The problem. Every entry must be output exactly as it is written.

Start of Supplied records

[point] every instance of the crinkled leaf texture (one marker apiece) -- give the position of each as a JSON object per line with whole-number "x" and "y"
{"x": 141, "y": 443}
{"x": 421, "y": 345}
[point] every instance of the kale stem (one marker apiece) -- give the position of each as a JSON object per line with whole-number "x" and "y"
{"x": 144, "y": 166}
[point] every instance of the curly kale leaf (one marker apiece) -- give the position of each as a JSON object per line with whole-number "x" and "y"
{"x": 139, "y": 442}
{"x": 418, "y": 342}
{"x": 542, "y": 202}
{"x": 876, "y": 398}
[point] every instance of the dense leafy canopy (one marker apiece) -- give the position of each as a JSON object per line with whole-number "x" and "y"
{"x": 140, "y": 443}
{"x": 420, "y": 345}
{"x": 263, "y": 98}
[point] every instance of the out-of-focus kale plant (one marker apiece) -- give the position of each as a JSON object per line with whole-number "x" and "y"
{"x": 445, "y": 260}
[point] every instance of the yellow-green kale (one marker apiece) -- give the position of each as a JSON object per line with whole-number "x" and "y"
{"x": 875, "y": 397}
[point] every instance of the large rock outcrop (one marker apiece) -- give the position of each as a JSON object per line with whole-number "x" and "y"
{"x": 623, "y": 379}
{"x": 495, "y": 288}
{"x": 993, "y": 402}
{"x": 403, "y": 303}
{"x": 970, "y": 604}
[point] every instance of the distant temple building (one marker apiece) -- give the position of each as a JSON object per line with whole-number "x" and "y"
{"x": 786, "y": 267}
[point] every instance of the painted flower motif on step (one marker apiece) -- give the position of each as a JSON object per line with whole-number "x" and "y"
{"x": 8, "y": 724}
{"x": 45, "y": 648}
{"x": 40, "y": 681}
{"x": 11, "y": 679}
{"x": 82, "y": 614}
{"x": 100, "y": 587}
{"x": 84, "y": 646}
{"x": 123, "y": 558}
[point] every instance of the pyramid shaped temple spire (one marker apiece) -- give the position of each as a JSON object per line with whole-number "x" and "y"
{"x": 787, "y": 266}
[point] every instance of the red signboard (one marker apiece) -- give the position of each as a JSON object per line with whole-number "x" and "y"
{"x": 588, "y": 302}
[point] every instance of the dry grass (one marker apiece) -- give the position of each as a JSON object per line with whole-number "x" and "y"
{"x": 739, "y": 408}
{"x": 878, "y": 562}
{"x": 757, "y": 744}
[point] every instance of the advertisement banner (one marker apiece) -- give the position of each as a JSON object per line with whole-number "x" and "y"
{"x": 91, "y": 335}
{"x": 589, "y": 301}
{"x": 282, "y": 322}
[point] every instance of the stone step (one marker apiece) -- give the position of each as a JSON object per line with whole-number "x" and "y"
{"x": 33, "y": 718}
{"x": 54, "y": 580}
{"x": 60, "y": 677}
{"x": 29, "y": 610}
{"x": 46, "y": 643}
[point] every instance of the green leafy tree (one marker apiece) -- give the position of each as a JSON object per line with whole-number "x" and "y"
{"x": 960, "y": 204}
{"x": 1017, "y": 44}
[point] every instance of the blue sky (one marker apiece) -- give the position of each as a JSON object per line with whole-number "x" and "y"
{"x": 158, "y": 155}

End of Supplied records

Answer to the exercise.
[point] every instance of the crinkled leaf texture (one marker apiece) -- give the position of each as a JSON object per line with whole-number "x" and "y"
{"x": 141, "y": 443}
{"x": 421, "y": 345}
[point] every instance of the kale stem (one marker apiece) -- give the position of each as a JSON object per line with whole-number "x" and "y"
{"x": 144, "y": 166}
[point] every instance of the curly kale leaf (one marker apiece) -- give the position of each as a JSON object per line with whole-number "x" and "y"
{"x": 139, "y": 442}
{"x": 418, "y": 342}
{"x": 542, "y": 202}
{"x": 876, "y": 398}
[point] every instance of the dense leafy canopy (one marker apiece) -- give the position of each as a JSON object per line with whole-number "x" and "y"
{"x": 140, "y": 443}
{"x": 420, "y": 345}
{"x": 263, "y": 98}
[point] every instance of the out-of-focus kale plant (one marker apiece) -- give the position of each as a JSON object per line with whole-number "x" and "y"
{"x": 445, "y": 260}
[point] every instance of the yellow-green kale (one marker apiece) -- give the position of each as a JSON object per line with whole-number "x" and "y"
{"x": 875, "y": 397}
[point] every instance of the large rock outcrop (one marker apiece) -- give the position of each as a JSON object per line with whole-number "x" and "y"
{"x": 623, "y": 379}
{"x": 495, "y": 288}
{"x": 993, "y": 402}
{"x": 403, "y": 303}
{"x": 970, "y": 604}
[point] every instance of the distant temple building (one marker apiece) -- give the position of each as a JSON object per line with whole-number "x" and "y"
{"x": 786, "y": 267}
[point] every instance of the painted flower motif on step (one marker apiece) -- give the position of each as a JSON object per line with whole-number "x" and "y"
{"x": 8, "y": 724}
{"x": 45, "y": 648}
{"x": 40, "y": 681}
{"x": 11, "y": 679}
{"x": 82, "y": 614}
{"x": 100, "y": 587}
{"x": 84, "y": 646}
{"x": 123, "y": 558}
[point] every instance of the pyramid shaped temple spire (one marker apiece) -- give the position of each as a JSON object per line with whole-number "x" and "y"
{"x": 787, "y": 266}
[point] every instance of the red signboard (one marker apiece) -- give the position of each as a JSON object per line with whole-number "x" and "y"
{"x": 588, "y": 302}
[point] every instance of the dry grass (one marker apiece) -- give the position of each as a JSON object per line with whole-number "x" and "y"
{"x": 739, "y": 408}
{"x": 878, "y": 562}
{"x": 757, "y": 744}
[point] every instance of the advertisement banner (one marker apiece) -- give the position of each as a JSON object per line with whole-number "x" and "y"
{"x": 91, "y": 335}
{"x": 589, "y": 301}
{"x": 282, "y": 322}
[point] every instance of the stone step (one marker apiece) -- give the position of each as a JSON object per line with whole-number "x" and "y"
{"x": 33, "y": 718}
{"x": 54, "y": 580}
{"x": 60, "y": 677}
{"x": 29, "y": 610}
{"x": 46, "y": 643}
[point] every instance of the green leafy tree (one marker apiece) -- give the position of each as a JSON object per line with whole-number "x" and "y"
{"x": 960, "y": 204}
{"x": 1017, "y": 44}
[point] every instance of the blue sky (one marker apiece) -- give the position of each as a JSON object per line with whole-number "x" and "y"
{"x": 158, "y": 155}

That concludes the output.